PROBLEM ::
Copy every line of the items below word for word, without changing or leaving out anything.

DATA IN THIS EXERCISE ::
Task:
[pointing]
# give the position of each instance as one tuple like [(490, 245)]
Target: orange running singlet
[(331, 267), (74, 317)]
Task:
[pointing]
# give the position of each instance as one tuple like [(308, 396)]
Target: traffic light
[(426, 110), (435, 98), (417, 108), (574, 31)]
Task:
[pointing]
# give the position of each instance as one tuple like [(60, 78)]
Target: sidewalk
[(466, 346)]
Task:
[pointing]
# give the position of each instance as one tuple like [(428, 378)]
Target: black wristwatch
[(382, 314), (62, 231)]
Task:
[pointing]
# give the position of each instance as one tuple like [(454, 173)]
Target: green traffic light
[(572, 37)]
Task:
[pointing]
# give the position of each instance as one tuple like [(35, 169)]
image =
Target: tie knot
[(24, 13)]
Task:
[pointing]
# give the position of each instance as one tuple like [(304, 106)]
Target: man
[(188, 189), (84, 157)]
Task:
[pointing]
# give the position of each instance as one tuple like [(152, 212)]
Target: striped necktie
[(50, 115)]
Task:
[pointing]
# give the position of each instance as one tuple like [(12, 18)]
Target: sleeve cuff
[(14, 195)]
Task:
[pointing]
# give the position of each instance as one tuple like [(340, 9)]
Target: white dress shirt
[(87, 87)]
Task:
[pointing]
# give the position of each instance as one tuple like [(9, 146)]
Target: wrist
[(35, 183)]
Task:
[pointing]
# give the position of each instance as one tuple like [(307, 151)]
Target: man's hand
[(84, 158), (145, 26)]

WORKED ANSWER ::
Task:
[pointing]
# give the position of each instance as one tuple like [(490, 245)]
Target: orange running singlet
[(331, 267), (74, 317)]
Task:
[pointing]
# give the position of each instance as one tuple like [(308, 396)]
Target: traffic light
[(426, 110), (435, 98), (417, 108), (574, 31)]
Task:
[pointing]
# give the position of each instance as one tuple like [(60, 78)]
Target: sidewalk
[(466, 346)]
Task:
[pointing]
# give the position of each instance as one tuple like [(428, 378)]
Target: black wristwatch
[(382, 314), (62, 231)]
Task:
[pointing]
# give the position of each instance as one tuple like [(454, 173)]
Target: green traffic light
[(572, 37)]
Task:
[pointing]
# give the position of each instance as one tuple like [(35, 169)]
image =
Target: tie knot
[(24, 13)]
Task:
[pointing]
# give the position of each instance as one tuple like [(304, 106)]
Target: man
[(188, 189), (84, 157)]
Task:
[pointing]
# give the position of each instance as one tuple like [(152, 212)]
Target: striped necktie
[(50, 115)]
Task:
[pointing]
# give the position of each instance as one tuple like [(12, 18)]
Target: sleeve cuff
[(14, 195)]
Task:
[pointing]
# give the position of each instance as one tuple like [(340, 9)]
Target: white dress shirt
[(87, 87)]
Task:
[pointing]
# give the position of each instance as one tuple like [(9, 146)]
Target: wrist
[(35, 183)]
Task:
[pointing]
# give the position of each instance as one tuple like [(307, 151)]
Target: man's hand
[(84, 158), (145, 26)]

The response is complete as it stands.